REQUEST:
Select every line of the records that contains the word "Please", and copy each of those lines.

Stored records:
↓

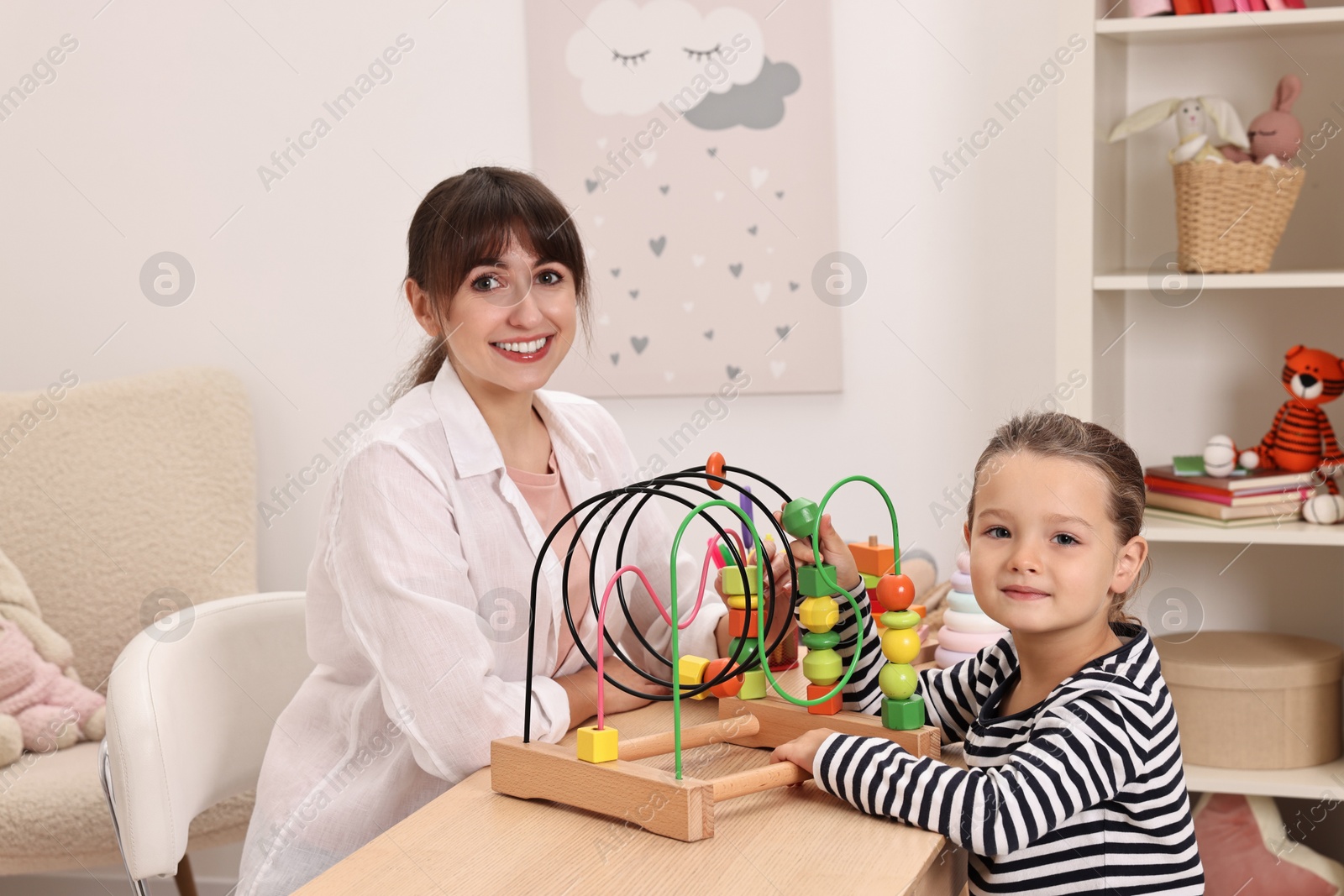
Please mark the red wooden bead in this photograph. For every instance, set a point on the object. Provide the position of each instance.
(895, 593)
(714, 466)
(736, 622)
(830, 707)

↑
↓

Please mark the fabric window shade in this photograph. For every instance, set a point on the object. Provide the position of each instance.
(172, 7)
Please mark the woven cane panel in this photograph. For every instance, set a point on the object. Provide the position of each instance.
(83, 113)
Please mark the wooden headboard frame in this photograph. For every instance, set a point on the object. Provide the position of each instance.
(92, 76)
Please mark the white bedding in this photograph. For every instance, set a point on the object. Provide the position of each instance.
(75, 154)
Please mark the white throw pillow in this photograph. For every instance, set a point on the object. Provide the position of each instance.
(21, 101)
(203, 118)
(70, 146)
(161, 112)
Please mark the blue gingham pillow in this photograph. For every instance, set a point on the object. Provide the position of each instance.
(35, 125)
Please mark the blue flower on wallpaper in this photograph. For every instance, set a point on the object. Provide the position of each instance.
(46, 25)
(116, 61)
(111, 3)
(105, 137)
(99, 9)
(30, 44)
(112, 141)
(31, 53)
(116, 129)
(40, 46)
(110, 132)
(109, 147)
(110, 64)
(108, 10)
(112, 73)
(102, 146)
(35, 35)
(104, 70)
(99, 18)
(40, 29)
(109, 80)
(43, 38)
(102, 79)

↑

TASK SOLUTION:
Please mark the red wooden bead in this photograph. For every instance, set a point on the object. Provide the position of each instance.
Please mark the fabric window shade in this photograph. For every instance, set a point on the object. Provide the position of each instance.
Please mark the woven cane panel in this photograph. For every instance, set a point on the object. Provide the position of each instance.
Please mark the wooden headboard frame in this photograph. For every instance, set a point on the object. Provide the position of each instance.
Please mark the white bedding in this photograph. For every instance, set a point on the object. Provide the position of each instance.
Please mark the white throw pillow in this photograph. For every instance, set a point on the object. Provide the position of each instance.
Please mark the blue gingham pillow in this photograph. For every instance, set a point on the object. Provide the position of each instance.
Please mark the blue flower on wallpaper in this photograph. For every instance, set a point on the object. Provide the position of each instance.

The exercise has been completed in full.